- [TASKS TO COMPLETE]
**A)** Reproduce, word for word, the portion of the article on infant bonding that opens with the words containing "While those attitudes" and closes with "has been lacking.".
**B)** Say whether each statement agrees with the article on infant bonding, answering yes or no and quoting the deciding words: (i) The study's subjects are 75 children of low-income mothers. (ii) The children have been assessed from birth into their early 40s. (iii) Solid evidence for the idea that infancy shapes the adult has been plentiful.

- [TEXT SEGMENT]
▶
2011-12-15

The ability to love takes root in earliest infancy

While those attitudes can change with new relationships, introspection, and therapy, in times of stress old patterns often reassert themselves. The mistreated infant becomes the defensive arguer; the baby whose mom was attentive and supportive works through problems, secure in the goodwill of the other person.

This is an "organizational" view of human social development. Explains Simpson: "People find a coherent, adaptive way, as best as they can, to respond to their current environments based on what's happened to them in the past." What happens to you as a baby affects the adult you become: It's not such a new idea for psychology -- but solid evidence for it has been lacking.

Simpson, Collins, and Salvatore have been providing that evidence: investigating the links between mother-infant relationships and later love partnerships as part of the Minnesota Longitudinal Study of Risk and Adaptation. Their subjects are 75 children of low-income mothers whom they've been assessing from birth into their early 30s, including their close friends and romantic partners. When the children were infants, they were put into strange or stressful situations with their mothers to test how securely the pairs were bonded. Since then, the children -- who are now adults -- have returned regularly for assessments of their emotional and social development. The authors have focused on their skills and resilience in working through conflicts with school peers, teenage best friends, and finally, love partners.
◀
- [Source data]
▶
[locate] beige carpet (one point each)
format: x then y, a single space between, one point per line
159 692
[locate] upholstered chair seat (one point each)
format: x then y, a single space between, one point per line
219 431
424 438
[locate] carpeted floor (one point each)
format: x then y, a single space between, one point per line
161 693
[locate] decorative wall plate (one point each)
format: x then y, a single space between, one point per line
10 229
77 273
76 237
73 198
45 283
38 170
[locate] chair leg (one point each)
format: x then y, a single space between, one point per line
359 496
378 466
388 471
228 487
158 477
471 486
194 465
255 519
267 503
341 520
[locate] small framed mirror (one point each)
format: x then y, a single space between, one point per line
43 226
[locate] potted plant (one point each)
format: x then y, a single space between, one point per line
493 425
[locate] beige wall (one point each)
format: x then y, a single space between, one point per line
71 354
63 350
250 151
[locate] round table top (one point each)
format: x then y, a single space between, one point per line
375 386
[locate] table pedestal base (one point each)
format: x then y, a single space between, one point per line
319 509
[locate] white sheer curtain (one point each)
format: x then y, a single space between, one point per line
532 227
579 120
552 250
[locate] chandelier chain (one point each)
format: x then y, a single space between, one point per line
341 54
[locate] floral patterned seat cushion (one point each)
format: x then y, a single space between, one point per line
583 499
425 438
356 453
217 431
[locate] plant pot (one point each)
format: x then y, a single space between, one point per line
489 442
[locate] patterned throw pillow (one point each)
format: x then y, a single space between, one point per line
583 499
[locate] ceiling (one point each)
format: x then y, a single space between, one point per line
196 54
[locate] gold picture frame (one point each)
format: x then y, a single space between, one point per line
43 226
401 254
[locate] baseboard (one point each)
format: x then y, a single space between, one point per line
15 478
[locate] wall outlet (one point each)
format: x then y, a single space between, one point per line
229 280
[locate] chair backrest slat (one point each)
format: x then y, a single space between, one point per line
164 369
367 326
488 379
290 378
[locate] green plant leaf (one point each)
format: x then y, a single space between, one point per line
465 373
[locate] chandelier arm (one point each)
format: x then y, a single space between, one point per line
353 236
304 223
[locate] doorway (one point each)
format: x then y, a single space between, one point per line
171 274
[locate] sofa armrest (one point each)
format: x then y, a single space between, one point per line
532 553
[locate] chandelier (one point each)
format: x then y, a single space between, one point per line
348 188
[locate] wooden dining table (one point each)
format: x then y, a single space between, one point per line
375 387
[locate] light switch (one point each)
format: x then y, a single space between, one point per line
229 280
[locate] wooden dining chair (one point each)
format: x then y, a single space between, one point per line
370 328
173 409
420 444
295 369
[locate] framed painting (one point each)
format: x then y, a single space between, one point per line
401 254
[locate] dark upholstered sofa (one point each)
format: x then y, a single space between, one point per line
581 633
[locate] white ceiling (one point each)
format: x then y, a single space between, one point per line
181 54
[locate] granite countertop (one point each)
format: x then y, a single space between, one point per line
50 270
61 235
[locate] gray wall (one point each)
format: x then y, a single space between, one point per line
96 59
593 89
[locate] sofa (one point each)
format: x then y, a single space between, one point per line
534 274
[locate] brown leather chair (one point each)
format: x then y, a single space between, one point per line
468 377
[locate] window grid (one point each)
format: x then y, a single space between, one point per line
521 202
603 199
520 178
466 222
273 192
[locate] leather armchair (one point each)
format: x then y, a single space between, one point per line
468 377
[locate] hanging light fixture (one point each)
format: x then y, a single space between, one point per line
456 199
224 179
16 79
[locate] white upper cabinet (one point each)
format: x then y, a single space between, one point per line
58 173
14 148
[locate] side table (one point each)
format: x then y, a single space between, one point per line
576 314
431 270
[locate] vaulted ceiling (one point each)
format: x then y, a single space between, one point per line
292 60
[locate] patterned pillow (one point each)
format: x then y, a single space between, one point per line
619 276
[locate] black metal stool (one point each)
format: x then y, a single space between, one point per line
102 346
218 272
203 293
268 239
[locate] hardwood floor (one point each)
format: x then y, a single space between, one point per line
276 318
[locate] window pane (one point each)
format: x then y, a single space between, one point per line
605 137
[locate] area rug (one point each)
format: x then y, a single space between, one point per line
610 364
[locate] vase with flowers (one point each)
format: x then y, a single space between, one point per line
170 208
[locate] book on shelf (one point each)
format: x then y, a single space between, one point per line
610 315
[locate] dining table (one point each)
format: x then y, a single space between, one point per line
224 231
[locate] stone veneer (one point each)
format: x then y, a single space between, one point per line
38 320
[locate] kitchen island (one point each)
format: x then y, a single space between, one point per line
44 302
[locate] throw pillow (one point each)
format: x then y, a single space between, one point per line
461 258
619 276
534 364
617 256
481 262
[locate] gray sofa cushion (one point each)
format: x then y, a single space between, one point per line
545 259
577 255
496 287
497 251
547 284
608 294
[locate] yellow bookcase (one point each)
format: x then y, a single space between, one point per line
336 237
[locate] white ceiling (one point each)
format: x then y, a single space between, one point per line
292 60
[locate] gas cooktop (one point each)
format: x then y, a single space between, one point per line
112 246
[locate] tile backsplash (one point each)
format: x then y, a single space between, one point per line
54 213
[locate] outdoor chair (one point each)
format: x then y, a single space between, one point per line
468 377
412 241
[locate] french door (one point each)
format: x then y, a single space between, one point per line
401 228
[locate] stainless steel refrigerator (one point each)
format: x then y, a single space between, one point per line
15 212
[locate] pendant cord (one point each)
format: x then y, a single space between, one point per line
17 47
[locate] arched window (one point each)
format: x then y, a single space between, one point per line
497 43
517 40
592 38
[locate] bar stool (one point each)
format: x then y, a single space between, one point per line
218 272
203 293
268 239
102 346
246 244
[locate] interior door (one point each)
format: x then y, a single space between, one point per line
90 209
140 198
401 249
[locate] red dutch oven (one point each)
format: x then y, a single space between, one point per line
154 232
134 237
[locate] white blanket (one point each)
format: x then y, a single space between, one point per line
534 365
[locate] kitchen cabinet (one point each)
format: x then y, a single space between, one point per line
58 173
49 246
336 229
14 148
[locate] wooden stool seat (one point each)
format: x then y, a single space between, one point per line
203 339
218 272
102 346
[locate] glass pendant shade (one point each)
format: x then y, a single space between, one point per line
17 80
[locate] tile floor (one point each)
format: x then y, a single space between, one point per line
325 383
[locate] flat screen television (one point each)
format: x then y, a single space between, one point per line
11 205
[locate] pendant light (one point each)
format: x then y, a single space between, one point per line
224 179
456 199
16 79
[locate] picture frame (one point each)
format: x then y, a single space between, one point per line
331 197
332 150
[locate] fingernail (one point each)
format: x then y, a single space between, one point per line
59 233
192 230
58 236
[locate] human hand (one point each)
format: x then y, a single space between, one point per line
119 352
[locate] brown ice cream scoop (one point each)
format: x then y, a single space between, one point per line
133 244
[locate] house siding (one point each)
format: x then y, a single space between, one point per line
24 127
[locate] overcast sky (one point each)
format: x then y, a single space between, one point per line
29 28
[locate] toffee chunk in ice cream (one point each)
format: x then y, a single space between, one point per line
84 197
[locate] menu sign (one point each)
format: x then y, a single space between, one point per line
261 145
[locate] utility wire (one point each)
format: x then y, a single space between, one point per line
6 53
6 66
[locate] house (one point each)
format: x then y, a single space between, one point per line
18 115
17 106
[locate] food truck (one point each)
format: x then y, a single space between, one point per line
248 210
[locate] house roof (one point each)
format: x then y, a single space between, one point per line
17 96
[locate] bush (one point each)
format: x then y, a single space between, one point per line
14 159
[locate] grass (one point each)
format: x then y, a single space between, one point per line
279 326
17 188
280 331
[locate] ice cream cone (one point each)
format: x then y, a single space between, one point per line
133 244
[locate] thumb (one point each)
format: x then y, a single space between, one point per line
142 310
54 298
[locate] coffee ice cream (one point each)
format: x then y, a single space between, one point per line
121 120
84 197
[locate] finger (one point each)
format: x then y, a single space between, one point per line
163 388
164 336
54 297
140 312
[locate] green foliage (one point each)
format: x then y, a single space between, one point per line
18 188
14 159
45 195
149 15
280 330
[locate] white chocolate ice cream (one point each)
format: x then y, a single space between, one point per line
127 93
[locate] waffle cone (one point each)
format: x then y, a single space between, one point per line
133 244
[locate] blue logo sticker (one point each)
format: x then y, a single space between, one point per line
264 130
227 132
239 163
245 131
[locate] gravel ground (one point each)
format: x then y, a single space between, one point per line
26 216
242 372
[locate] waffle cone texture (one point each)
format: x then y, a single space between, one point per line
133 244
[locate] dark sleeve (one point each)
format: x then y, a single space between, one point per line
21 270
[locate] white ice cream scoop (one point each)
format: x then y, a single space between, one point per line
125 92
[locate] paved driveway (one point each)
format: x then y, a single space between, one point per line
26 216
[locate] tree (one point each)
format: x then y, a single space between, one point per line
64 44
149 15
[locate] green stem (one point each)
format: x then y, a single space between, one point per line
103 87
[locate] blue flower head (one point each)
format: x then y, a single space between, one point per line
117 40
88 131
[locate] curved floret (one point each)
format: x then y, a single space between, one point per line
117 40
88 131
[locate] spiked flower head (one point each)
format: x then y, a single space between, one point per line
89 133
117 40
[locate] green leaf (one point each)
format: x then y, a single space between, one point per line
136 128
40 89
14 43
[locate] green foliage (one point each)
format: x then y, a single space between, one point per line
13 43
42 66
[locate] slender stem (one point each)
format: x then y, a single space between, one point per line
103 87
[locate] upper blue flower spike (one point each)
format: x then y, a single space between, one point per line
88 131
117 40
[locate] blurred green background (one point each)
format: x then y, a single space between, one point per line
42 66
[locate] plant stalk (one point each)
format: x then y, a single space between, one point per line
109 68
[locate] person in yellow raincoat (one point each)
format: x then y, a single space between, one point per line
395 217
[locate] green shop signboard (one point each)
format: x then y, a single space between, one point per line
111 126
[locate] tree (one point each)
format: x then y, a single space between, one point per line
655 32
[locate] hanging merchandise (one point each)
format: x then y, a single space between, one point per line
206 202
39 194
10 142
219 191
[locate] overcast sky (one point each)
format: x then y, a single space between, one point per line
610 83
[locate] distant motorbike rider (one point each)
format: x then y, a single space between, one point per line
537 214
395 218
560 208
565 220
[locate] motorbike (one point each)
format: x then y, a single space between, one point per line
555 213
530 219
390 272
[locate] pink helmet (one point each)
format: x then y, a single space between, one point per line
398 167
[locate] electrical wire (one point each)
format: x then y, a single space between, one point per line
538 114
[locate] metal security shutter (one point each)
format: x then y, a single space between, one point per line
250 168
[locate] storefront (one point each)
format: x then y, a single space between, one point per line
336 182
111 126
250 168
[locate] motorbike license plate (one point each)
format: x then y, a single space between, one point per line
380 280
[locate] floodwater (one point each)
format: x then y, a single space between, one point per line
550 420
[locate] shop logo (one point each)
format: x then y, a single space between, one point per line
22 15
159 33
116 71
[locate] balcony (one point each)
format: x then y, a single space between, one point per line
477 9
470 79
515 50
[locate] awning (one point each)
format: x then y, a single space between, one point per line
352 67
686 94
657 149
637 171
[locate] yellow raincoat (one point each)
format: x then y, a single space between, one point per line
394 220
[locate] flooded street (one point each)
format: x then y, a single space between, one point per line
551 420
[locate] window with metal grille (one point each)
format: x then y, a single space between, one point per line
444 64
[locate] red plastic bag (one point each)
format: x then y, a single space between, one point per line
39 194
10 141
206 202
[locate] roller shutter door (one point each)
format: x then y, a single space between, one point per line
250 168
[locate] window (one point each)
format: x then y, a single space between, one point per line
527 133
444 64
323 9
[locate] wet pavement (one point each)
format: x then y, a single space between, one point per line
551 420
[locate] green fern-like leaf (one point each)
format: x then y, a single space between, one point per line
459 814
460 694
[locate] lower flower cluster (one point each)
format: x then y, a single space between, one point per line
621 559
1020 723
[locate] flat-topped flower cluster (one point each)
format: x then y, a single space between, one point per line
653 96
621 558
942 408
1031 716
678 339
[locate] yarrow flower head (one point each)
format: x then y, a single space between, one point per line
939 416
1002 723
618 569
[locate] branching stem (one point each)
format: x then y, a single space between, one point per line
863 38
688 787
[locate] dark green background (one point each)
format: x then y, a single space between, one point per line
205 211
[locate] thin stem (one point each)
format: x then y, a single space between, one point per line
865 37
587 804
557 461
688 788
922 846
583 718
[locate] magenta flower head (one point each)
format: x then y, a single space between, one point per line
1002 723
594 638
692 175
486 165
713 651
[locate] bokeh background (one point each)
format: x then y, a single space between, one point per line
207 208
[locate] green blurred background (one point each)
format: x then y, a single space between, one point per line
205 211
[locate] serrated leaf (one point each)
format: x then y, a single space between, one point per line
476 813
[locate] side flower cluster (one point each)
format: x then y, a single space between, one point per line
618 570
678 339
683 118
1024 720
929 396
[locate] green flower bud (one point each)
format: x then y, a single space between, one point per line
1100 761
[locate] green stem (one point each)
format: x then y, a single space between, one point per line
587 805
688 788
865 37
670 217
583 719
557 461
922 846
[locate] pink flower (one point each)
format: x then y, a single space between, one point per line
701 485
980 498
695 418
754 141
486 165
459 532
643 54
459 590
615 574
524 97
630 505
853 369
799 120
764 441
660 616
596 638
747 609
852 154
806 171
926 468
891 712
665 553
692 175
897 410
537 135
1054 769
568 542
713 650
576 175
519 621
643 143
◀
- [SOLUTIONS]
**A)**
While those attitudes can change with new relationships, introspection, and therapy, in times of stress old patterns often reassert themselves. The mistreated infant becomes the defensive arguer; the baby whose mom was attentive and supportive works through problems, secure in the goodwill of the other person.

This is an "organizational" view of human social development. Explains Simpson: "People find a coherent, adaptive way, as best as they can, to respond to their current environments based on what's happened to them in the past." What happens to you as a baby affects the adult you become: It's not such a new idea for psychology -- but solid evidence for it has been lacking.

**B)**
(i) Yes: "Their subjects are 75 children of low-income mothers"
(ii) No: "whom they've been assessing from birth into their early 30s"
(iii) No: "but solid evidence for it has been lacking."